Data:
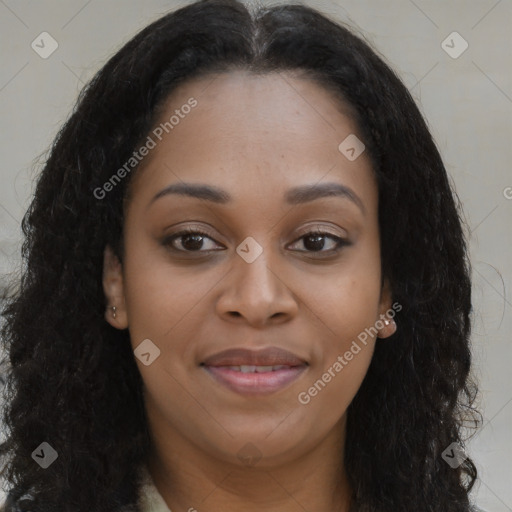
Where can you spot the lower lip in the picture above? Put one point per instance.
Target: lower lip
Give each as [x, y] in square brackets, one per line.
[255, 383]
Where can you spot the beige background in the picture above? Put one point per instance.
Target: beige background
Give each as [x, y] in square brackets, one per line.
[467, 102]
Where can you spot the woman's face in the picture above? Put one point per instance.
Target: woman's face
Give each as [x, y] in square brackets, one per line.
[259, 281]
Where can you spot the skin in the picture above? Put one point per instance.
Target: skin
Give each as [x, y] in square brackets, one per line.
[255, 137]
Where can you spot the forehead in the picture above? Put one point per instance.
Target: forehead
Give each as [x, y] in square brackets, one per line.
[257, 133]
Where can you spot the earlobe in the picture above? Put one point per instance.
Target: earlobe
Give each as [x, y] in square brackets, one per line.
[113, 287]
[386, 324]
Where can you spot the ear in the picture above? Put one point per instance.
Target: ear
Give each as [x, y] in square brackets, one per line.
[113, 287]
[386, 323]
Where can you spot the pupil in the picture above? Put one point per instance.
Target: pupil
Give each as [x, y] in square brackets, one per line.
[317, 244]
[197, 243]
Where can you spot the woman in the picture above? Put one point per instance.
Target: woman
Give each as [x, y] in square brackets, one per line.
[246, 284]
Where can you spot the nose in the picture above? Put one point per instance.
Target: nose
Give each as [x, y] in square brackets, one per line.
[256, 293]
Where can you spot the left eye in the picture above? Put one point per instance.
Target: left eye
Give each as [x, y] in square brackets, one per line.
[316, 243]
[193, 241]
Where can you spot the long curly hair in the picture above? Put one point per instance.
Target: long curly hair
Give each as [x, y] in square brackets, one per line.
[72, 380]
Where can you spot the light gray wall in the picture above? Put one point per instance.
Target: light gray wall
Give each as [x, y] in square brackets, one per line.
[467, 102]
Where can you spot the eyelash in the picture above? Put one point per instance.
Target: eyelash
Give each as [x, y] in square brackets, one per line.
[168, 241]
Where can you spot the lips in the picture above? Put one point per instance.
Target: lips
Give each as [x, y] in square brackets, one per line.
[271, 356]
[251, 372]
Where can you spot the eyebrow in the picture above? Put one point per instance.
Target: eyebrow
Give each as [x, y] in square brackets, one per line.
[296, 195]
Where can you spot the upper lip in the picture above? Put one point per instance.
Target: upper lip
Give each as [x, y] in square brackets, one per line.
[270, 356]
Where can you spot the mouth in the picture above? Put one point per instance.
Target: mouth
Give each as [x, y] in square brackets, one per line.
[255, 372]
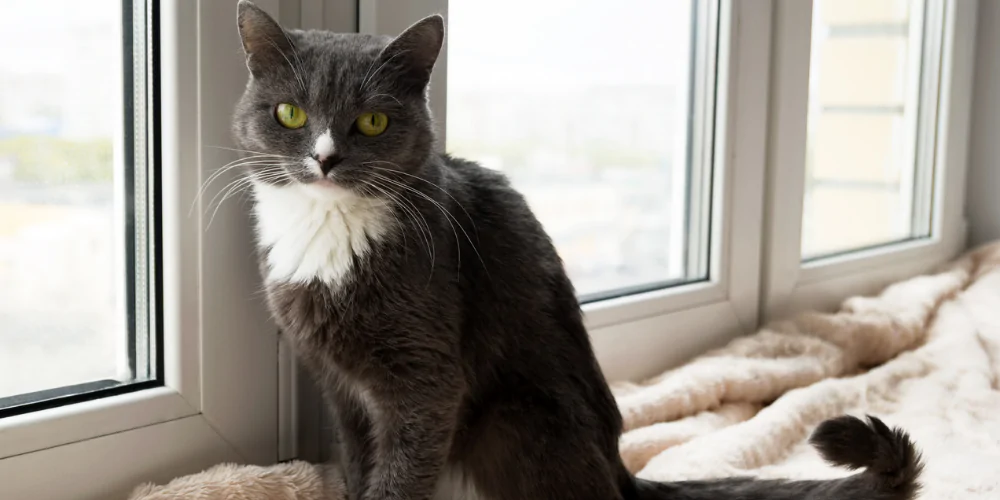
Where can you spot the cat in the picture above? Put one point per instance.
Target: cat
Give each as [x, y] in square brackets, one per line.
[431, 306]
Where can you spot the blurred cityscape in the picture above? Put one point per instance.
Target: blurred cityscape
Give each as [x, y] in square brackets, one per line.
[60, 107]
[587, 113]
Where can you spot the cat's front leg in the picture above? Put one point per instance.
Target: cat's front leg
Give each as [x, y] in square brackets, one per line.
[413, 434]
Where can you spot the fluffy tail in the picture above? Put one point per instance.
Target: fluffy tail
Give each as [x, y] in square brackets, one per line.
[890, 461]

Task brief:
Going through the data above, state how many lines include the word "blurred"; only that number is needed.

Task answer:
2